→ EXTRAIT CHOISI
+ + +

J’ai beau chercher des puces au festival et à son organisation, je n’y arrive pas. Outre l’annulation de Fleshgod Apocalypse qui ne fut pas de leur ressort, tout était nickel. Je crois que ça vaut la peine de mentionner le fait qu’ils aient préparé des rencontres gratuites d’une durée d’environ 20 min. avec les têtes d’affiche de manière à ce que les spectateurs puissent les rencontrer et faire signer des affiches du festival mises à la dispositions de tous ou encore leurs effets personnels. Les organisateurs étaient un peu partout et toujours à notre disposition pour répondre à toute interrogation, quelle qu’elle soit. Les gars au vestiaire et leur mémoire méritent aussi une mention spéciale – fuck le p’tit papier que tout le monde perd anyway, ils savaient très bien qui portait quoi apparemment! Je pourrais continuer à énumérer les éléments positifs de mon weekend comme ça bien longtemps… Même à propos des toilettes qui étaient propres et le vendredi, et le samedi!

+ + +

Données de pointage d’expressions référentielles
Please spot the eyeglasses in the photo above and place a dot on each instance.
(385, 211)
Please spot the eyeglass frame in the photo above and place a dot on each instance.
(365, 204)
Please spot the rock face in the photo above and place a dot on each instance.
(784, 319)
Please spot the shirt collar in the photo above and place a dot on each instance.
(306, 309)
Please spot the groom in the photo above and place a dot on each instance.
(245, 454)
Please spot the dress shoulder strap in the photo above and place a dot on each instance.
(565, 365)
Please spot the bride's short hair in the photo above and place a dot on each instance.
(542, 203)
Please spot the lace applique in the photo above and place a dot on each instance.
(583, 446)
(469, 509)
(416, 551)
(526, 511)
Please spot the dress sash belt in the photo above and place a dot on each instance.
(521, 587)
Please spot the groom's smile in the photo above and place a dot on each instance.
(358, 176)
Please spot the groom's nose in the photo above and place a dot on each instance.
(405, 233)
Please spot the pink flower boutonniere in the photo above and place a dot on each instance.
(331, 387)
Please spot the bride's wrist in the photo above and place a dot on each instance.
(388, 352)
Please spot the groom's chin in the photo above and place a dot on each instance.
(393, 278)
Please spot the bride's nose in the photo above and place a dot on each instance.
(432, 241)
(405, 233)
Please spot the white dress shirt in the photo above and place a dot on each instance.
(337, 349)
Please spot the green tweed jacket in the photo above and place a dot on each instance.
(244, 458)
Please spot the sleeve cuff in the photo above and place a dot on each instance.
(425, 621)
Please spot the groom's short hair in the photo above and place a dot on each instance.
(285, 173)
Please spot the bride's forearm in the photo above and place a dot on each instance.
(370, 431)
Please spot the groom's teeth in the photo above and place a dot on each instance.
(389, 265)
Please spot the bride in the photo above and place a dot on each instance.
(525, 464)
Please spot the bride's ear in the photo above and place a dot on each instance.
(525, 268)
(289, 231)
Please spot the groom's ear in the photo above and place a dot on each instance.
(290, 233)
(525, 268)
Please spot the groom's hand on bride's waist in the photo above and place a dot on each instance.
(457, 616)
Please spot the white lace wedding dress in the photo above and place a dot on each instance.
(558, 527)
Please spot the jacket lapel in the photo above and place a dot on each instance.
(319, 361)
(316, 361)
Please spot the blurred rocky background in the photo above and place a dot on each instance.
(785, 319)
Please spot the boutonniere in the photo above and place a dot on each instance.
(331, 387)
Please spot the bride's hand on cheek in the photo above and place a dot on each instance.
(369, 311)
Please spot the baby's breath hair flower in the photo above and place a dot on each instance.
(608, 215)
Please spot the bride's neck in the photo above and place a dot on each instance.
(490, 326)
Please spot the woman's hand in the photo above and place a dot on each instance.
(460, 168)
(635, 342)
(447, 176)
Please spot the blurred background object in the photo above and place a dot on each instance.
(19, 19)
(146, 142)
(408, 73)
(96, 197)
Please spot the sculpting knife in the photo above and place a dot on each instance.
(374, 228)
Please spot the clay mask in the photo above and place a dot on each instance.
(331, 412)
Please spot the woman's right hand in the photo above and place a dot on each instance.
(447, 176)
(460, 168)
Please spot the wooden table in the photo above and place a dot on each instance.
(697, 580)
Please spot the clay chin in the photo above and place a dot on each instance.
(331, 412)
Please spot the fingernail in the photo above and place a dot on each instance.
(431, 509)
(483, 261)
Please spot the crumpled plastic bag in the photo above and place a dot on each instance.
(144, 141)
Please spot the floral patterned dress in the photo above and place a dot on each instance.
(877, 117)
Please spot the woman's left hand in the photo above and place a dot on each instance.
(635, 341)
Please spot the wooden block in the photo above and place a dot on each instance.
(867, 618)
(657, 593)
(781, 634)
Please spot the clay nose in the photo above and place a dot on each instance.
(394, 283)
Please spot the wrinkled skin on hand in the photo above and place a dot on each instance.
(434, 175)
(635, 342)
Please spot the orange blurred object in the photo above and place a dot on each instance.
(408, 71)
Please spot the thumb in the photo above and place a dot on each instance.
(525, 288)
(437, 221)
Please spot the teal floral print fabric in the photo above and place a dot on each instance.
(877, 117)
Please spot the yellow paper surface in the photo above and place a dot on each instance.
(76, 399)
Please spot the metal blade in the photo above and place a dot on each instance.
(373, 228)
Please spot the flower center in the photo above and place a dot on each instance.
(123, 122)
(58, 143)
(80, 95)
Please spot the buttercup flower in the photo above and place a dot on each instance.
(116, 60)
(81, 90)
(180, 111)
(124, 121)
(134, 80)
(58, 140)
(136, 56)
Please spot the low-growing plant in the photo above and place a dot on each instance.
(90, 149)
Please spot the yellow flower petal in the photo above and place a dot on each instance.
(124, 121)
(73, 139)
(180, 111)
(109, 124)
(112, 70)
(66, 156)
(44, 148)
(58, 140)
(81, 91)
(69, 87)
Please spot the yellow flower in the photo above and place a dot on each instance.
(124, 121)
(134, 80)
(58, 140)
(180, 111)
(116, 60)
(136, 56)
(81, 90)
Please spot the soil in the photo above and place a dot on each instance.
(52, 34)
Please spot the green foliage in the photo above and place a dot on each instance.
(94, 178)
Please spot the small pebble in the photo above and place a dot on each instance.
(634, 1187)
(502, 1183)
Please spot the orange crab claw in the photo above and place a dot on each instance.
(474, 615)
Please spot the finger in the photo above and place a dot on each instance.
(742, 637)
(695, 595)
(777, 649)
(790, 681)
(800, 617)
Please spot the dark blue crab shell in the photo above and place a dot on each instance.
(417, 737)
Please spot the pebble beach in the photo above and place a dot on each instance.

+ + +

→ À FAIRE
A – D’après l’extrait choisi, combien de temps duraient les rencontres gratuites avec les têtes d’affiche ?
B – Pour chaque affirmation, indiquez si elle concorde avec l’extrait choisi, en citant les mots qui tranchent. (i) L’annulation de Fleshgod Apocalypse relevait de la responsabilité des organisateurs. (ii) Les toilettes étaient propres le vendredi comme le samedi. (iii) Les organisateurs étaient difficiles à trouver.
C – Traduisez en anglais cette phrase de l’extrait choisi : « Les organisateurs étaient un peu partout et toujours à notre disposition pour répondre à toute interrogation, quelle qu’elle soit. »
Ces données n’ont aucun lien avec l’extrait choisi.

→ RÉPONSES CI-DESSOUS
A – Environ 20 minutes.

B –
(i) Non : « ne fut pas de leur ressort ».
(ii) Oui : « propres et le vendredi, et le samedi ».
(iii) Non : « Les organisateurs étaient un peu partout et toujours à notre disposition ».

C – The organizers were pretty much everywhere and always available to answer any question, whatever it might be.